Labeled region records
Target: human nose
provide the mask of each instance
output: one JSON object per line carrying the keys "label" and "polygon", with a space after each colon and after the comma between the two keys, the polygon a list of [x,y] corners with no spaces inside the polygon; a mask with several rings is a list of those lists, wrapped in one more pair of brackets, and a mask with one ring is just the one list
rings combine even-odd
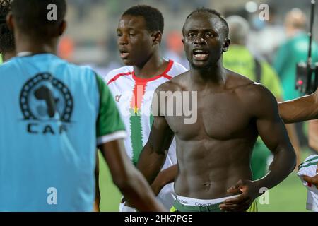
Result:
{"label": "human nose", "polygon": [[203,38],[201,34],[199,34],[194,40],[195,44],[202,44],[206,43],[206,40]]}
{"label": "human nose", "polygon": [[118,37],[118,44],[119,45],[124,45],[128,44],[128,37],[126,35],[122,35]]}

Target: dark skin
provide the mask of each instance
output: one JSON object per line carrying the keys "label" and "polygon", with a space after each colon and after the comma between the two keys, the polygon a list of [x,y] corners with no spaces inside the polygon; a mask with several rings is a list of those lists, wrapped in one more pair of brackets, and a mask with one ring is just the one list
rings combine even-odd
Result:
{"label": "dark skin", "polygon": [[[160,54],[163,34],[160,31],[149,32],[143,16],[122,16],[117,33],[120,56],[125,65],[134,66],[136,76],[149,78],[165,71],[168,61]],[[151,184],[155,195],[165,184],[174,182],[177,170],[177,166],[171,167],[158,174]]]}
{"label": "dark skin", "polygon": [[[7,23],[15,33],[17,52],[30,52],[56,54],[57,40],[66,27],[65,21],[52,31],[52,36],[43,38],[21,32],[12,13],[7,16]],[[98,147],[102,152],[110,170],[114,183],[131,205],[141,211],[165,211],[141,173],[130,162],[122,140],[115,140]]]}
{"label": "dark skin", "polygon": [[2,52],[2,56],[4,61],[8,61],[10,59],[16,56],[16,52]]}
{"label": "dark skin", "polygon": [[[138,167],[151,183],[175,136],[177,194],[200,199],[240,194],[220,208],[243,211],[261,194],[261,188],[275,186],[293,171],[295,155],[273,95],[223,67],[222,54],[230,44],[223,28],[217,16],[207,13],[196,13],[186,21],[183,42],[191,69],[156,93],[160,96],[160,91],[196,91],[197,120],[184,124],[185,117],[167,116],[159,104]],[[250,157],[259,133],[274,158],[268,174],[252,181]]]}
{"label": "dark skin", "polygon": [[149,32],[143,16],[122,16],[117,32],[120,56],[125,65],[134,66],[137,77],[149,78],[165,71],[168,61],[160,56],[163,35]]}
{"label": "dark skin", "polygon": [[[318,89],[314,93],[295,100],[278,103],[279,114],[284,123],[295,123],[318,119]],[[304,176],[304,180],[318,189],[317,174],[310,177]]]}

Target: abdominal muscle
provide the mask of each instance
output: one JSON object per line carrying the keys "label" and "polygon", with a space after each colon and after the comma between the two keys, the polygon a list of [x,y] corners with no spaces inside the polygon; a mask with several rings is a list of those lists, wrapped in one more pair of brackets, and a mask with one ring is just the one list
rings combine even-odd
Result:
{"label": "abdominal muscle", "polygon": [[252,179],[248,150],[250,148],[247,148],[242,150],[237,146],[236,149],[206,150],[199,145],[190,151],[189,148],[179,150],[175,193],[199,199],[214,199],[240,194],[240,191],[228,193],[227,190],[240,179]]}

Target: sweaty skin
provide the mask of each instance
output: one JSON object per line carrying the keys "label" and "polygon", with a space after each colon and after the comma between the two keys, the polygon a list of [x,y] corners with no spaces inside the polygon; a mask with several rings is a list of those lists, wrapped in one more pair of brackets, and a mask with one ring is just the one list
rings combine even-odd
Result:
{"label": "sweaty skin", "polygon": [[285,123],[318,119],[318,89],[312,94],[278,104],[279,114]]}
{"label": "sweaty skin", "polygon": [[[154,112],[158,116],[138,168],[153,182],[175,136],[179,167],[176,194],[200,199],[240,194],[220,207],[245,210],[261,194],[261,188],[273,187],[293,171],[295,152],[273,95],[261,85],[223,67],[222,54],[230,40],[220,19],[196,13],[186,21],[183,32],[190,71],[163,84],[156,93],[160,97],[163,91],[197,92],[197,120],[187,124],[184,115],[167,115],[163,107],[173,98],[172,95],[165,102],[159,100]],[[274,158],[269,174],[252,182],[250,157],[259,133]]]}

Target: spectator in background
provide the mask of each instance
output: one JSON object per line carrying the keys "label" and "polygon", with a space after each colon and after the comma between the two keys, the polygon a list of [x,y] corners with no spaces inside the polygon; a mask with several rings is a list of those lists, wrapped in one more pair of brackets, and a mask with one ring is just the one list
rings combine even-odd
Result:
{"label": "spectator in background", "polygon": [[[249,47],[255,49],[254,52],[264,57],[270,64],[273,62],[279,46],[286,38],[283,25],[277,23],[276,18],[276,8],[270,7],[269,20],[264,20],[264,27],[249,35],[248,42]],[[257,19],[259,20],[259,18]]]}
{"label": "spectator in background", "polygon": [[[306,32],[307,18],[299,8],[289,11],[285,20],[287,40],[280,47],[273,61],[283,85],[283,100],[299,97],[301,93],[295,88],[296,64],[306,61],[308,56],[309,38]],[[318,47],[312,44],[312,63],[318,61]],[[307,138],[303,133],[303,123],[295,124],[301,146],[307,145]]]}
{"label": "spectator in background", "polygon": [[[230,16],[226,20],[229,25],[229,37],[232,44],[228,52],[223,54],[224,66],[245,75],[252,81],[262,83],[273,93],[278,100],[281,100],[283,95],[281,85],[275,71],[266,61],[253,55],[246,47],[249,32],[248,22],[239,16]],[[290,127],[288,130],[292,143],[294,147],[298,147],[295,132],[293,133],[293,128],[290,125]],[[266,174],[270,156],[271,156],[270,150],[259,138],[252,155],[251,164],[254,179],[258,179]]]}

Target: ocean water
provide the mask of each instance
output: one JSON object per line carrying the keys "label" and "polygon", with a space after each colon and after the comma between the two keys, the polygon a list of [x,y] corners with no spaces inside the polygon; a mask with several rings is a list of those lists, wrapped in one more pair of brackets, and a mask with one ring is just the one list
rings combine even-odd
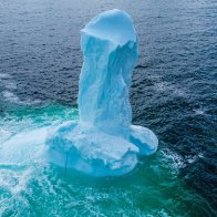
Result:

=== EXERCISE ===
Please update every row above by replacing "provide the mask of each instance" with "outline every instance" and keeping everything else the same. Leave the pictures out of your answer.

=== EXERCISE RESULT ===
Target: human nose
outline every instance
output: one JSON object per line carrying the keys "label" and "polygon", with a space after each colon and after the comma between the two keys, the polygon a list of [x,y] corners with no spaces inside the polygon; a mask with several rings is a list of those lists, wrapped in one more pair of brackets, and a mask with one ring is just the one list
rings combine even-odd
Result:
{"label": "human nose", "polygon": [[203,38],[201,34],[199,34],[194,40],[195,44],[202,44],[206,43],[206,40]]}
{"label": "human nose", "polygon": [[118,37],[118,44],[119,45],[124,45],[128,44],[128,37],[126,35],[122,35]]}

Target: dark skin
outline every instance
output: one JSON object per line carrying the keys "label" and "polygon", with a space after each colon and after the comma between the two keys, the polygon a list of [x,y] corners with no spaces inside the polygon; a mask with several rings is a list of those lists, wrapped in one more pair of brackets, and a mask with one ring is just the one list
rings combine even-odd
Result:
{"label": "dark skin", "polygon": [[[160,54],[163,34],[160,31],[149,32],[143,16],[122,16],[117,33],[120,56],[125,65],[134,66],[136,76],[149,78],[165,71],[168,61]],[[151,184],[155,195],[165,184],[174,182],[177,170],[177,166],[171,167],[158,174]]]}
{"label": "dark skin", "polygon": [[[7,23],[15,33],[17,52],[30,52],[56,54],[57,40],[66,27],[65,21],[52,31],[52,36],[43,38],[21,32],[12,13],[7,16]],[[98,147],[102,152],[110,170],[114,183],[131,205],[141,211],[165,211],[141,173],[130,162],[122,140],[115,140]]]}
{"label": "dark skin", "polygon": [[2,52],[2,56],[4,61],[8,61],[10,59],[16,56],[16,52]]}
{"label": "dark skin", "polygon": [[[138,167],[151,183],[175,136],[177,194],[200,199],[240,194],[220,208],[243,211],[261,194],[261,188],[275,186],[293,171],[295,155],[273,95],[223,67],[222,54],[230,44],[223,28],[217,16],[207,13],[196,13],[186,21],[183,42],[191,69],[156,93],[160,96],[160,91],[196,91],[197,120],[184,124],[185,117],[167,116],[159,104]],[[250,157],[259,133],[274,158],[268,174],[252,181]]]}
{"label": "dark skin", "polygon": [[149,32],[143,16],[122,16],[117,32],[120,56],[125,65],[134,66],[137,77],[149,78],[165,71],[168,61],[160,56],[163,35]]}
{"label": "dark skin", "polygon": [[[318,89],[314,93],[295,100],[278,103],[279,114],[284,123],[295,123],[318,119]],[[304,176],[304,180],[318,189],[317,174],[310,177]]]}

Target: abdominal muscle
outline every instance
output: one JSON object per line carrying the keys "label" and "polygon", with a space after each colon and after the comma between the two keys, the polygon a list of [x,y] corners with no spaces inside the polygon; a mask with several rings is a list of those lists, wrapped in one more pair of brackets, and a mask with one ring is just the one list
rings combine even-odd
Result:
{"label": "abdominal muscle", "polygon": [[252,179],[248,150],[250,148],[247,148],[242,150],[237,146],[236,149],[206,150],[199,145],[190,151],[189,148],[179,150],[175,193],[199,199],[214,199],[240,194],[240,191],[228,193],[227,190],[240,179]]}

Target: sweaty skin
outline every instance
output: one JSON object per line carrying the keys "label" and "polygon", with a space after each colon and after the comma between the two keys, the polygon a list of [x,y] corners with no spaces inside the polygon; a mask with several rings is a list of those lists, wrapped in one more pair of brackets, and a mask with one ring is just the one list
rings combine even-odd
Result:
{"label": "sweaty skin", "polygon": [[285,123],[318,119],[318,89],[312,94],[278,104],[279,114]]}
{"label": "sweaty skin", "polygon": [[[154,112],[158,116],[138,168],[153,182],[175,136],[179,167],[176,194],[200,199],[240,194],[220,207],[245,210],[261,194],[261,188],[273,187],[293,171],[295,152],[273,95],[261,85],[223,67],[222,54],[230,40],[220,19],[196,13],[186,21],[183,32],[190,71],[163,84],[156,93],[160,97],[163,91],[197,92],[197,120],[187,124],[184,115],[167,115],[163,107],[173,98],[172,95],[165,102],[159,100]],[[274,158],[269,174],[252,182],[250,157],[259,133]]]}

Target: spectator in background
outline every instance
output: one JSON object per line carrying the keys "label" and "polygon", with a space after each colon and after the comma between the two keys, the polygon a list of [x,y] corners with no spaces inside the polygon; a mask with several rings is a list of those lists, wrapped in one more pair of brackets, and a mask with one ring is just the one list
rings combine even-odd
Result:
{"label": "spectator in background", "polygon": [[[249,47],[255,49],[254,52],[264,57],[270,64],[273,62],[279,46],[286,38],[283,25],[277,23],[276,18],[276,8],[270,7],[269,20],[264,20],[264,27],[249,35],[248,42]],[[257,19],[259,20],[259,18]]]}
{"label": "spectator in background", "polygon": [[[306,32],[307,18],[299,8],[289,11],[285,20],[287,40],[280,47],[273,61],[283,85],[283,100],[299,97],[301,93],[295,88],[296,64],[306,61],[308,56],[309,38]],[[318,47],[312,44],[312,63],[318,61]],[[307,138],[303,133],[303,123],[295,124],[301,146],[307,145]]]}
{"label": "spectator in background", "polygon": [[[230,16],[226,20],[229,25],[229,37],[232,44],[228,52],[223,54],[224,66],[245,75],[252,81],[262,83],[273,93],[278,100],[281,100],[283,95],[281,85],[275,71],[266,61],[253,55],[246,47],[249,32],[248,22],[239,16]],[[290,127],[288,130],[292,143],[294,147],[298,147],[295,132],[293,133],[293,128],[290,125]],[[266,174],[270,156],[271,156],[270,150],[259,138],[252,155],[251,164],[254,179],[258,179]]]}

Target: ocean water
outline every instance
output: one JSON object per line carrying the keys "label" and "polygon", with a space after each colon and after the comma between the two keys, the polygon a list of [x,y] corners with no spaces inside the polygon; a mask with several rings is a list of those lists, wrapped in one more pair of brackets, and a mask with one ring is just the one list
rings combine even-odd
Result:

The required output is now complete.